*** Provided data Section Begins ***
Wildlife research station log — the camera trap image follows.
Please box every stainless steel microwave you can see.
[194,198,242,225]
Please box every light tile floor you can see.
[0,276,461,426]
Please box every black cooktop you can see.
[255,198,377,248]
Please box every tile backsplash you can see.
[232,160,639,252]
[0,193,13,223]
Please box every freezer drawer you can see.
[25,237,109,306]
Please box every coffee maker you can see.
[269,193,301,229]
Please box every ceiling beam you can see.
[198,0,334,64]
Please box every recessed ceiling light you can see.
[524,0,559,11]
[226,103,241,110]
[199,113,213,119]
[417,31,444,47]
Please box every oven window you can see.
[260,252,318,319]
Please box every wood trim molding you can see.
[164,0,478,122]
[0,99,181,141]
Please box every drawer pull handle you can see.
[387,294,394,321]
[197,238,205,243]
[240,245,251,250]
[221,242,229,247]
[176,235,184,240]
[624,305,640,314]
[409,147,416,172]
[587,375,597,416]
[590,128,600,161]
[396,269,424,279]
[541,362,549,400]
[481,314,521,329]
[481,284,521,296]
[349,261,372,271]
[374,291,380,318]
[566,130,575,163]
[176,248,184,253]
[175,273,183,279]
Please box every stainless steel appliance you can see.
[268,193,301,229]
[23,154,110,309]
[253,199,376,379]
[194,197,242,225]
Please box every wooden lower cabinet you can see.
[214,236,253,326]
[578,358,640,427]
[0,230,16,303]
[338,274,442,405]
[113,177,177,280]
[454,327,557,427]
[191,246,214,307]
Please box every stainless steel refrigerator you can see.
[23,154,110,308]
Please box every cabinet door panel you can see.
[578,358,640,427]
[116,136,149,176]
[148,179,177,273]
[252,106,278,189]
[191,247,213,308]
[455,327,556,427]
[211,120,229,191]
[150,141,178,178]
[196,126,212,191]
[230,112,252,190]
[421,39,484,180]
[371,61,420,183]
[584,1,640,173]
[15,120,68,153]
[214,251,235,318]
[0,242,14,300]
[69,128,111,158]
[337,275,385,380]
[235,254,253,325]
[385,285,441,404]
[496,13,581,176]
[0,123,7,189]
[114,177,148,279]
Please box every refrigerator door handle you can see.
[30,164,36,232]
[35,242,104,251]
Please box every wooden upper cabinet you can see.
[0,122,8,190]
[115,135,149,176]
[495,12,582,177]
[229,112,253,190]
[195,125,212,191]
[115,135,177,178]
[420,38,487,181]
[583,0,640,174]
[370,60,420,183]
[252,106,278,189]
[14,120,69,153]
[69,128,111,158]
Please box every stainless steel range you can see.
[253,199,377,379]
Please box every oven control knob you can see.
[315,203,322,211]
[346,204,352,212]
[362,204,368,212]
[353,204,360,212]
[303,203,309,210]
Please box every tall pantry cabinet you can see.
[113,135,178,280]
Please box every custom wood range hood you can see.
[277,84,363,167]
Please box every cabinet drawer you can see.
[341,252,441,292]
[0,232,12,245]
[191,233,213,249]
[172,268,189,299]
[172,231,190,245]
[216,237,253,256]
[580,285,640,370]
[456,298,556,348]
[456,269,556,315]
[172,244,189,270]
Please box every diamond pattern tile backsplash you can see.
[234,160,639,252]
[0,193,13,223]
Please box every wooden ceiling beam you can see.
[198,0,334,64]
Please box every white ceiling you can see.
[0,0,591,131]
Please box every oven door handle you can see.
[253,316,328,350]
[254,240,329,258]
*** Provided data Section Ends ***
*** Provided data Section Begins ***
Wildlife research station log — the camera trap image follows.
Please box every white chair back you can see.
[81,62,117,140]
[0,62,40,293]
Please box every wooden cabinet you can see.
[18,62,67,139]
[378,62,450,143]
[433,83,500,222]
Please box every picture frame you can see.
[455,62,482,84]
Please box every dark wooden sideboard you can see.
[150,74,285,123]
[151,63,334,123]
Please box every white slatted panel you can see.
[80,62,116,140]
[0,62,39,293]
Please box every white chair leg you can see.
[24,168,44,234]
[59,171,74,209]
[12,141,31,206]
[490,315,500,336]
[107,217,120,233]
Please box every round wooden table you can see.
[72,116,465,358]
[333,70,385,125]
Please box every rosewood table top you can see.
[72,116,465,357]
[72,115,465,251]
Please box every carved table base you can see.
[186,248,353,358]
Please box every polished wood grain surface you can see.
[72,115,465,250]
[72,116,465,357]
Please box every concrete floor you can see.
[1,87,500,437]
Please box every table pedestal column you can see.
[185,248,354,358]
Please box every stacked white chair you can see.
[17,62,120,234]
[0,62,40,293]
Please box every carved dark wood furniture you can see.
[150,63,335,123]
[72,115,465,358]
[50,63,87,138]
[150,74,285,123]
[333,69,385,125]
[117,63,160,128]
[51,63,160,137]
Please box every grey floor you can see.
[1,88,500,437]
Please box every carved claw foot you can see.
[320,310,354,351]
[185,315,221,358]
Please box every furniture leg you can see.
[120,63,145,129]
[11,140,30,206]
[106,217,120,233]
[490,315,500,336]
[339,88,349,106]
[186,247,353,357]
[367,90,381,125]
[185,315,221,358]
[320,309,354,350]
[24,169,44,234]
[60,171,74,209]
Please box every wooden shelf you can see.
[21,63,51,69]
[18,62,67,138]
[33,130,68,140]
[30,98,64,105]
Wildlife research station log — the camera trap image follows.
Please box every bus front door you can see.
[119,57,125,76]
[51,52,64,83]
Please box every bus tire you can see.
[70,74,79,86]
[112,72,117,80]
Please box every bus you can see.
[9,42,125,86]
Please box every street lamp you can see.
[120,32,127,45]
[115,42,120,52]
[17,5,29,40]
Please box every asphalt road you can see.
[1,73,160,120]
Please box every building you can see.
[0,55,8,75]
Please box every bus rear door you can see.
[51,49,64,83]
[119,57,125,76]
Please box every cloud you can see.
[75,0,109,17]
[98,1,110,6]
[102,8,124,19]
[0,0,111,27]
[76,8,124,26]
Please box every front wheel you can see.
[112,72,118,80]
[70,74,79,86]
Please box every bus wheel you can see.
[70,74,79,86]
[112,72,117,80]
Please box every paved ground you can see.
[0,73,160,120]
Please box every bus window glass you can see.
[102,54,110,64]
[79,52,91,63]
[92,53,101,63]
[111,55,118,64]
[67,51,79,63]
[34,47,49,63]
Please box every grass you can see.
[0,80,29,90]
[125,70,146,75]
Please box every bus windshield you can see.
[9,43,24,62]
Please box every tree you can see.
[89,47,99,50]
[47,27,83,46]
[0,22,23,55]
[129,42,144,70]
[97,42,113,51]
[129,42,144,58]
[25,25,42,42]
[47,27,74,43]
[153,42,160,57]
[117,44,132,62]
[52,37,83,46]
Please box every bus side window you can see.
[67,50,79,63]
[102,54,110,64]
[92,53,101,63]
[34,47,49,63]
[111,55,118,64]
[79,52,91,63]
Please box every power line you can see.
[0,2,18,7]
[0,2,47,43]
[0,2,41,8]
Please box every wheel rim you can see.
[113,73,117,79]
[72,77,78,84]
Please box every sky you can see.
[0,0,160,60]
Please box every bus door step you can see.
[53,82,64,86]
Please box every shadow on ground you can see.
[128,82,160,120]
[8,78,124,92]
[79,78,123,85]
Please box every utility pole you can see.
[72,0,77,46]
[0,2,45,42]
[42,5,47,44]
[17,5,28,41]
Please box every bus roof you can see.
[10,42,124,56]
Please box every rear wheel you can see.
*** Provided data Section Ends ***
Assignment. Return exactly the lines above from the line that has "Please box every paved ground you can see." through the line that has "Please box every rear wheel you can see.", inclusive, and nothing else.

Result for this exercise.
Please box every paved ground you can see.
[0,73,160,120]
Please box every bus window glass you can see.
[102,54,110,64]
[79,52,91,63]
[92,53,101,63]
[111,55,118,64]
[67,51,79,63]
[34,47,49,63]
Please box every grass you can see.
[0,80,29,90]
[125,70,146,75]
Please box every bus windshield you can see.
[9,43,24,62]
Please box every tree you can see.
[89,47,99,50]
[47,27,83,46]
[0,22,23,55]
[129,42,144,70]
[97,42,113,51]
[129,42,144,58]
[25,25,42,42]
[47,27,74,43]
[153,42,160,57]
[117,44,132,62]
[52,37,83,46]
Please box every bus side window you can see.
[67,50,79,63]
[102,54,110,64]
[92,53,101,63]
[34,47,49,63]
[111,55,118,64]
[79,52,91,63]
Please box every power line you can see.
[0,2,18,7]
[0,2,47,43]
[0,2,41,8]
Please box every wheel rim you can see.
[113,73,117,79]
[72,77,78,84]
Please box every sky you can see.
[0,0,160,60]
Please box every bus door step you can see.
[53,82,64,86]
Please box every shadow on ground you can see.
[128,82,160,120]
[8,78,124,92]
[79,78,123,85]
Please box every utility pole you can see.
[72,0,77,46]
[0,2,45,42]
[42,5,47,44]
[17,5,28,41]
Please box every bus roof you can see.
[10,42,124,56]
Please box every rear wheel you can see.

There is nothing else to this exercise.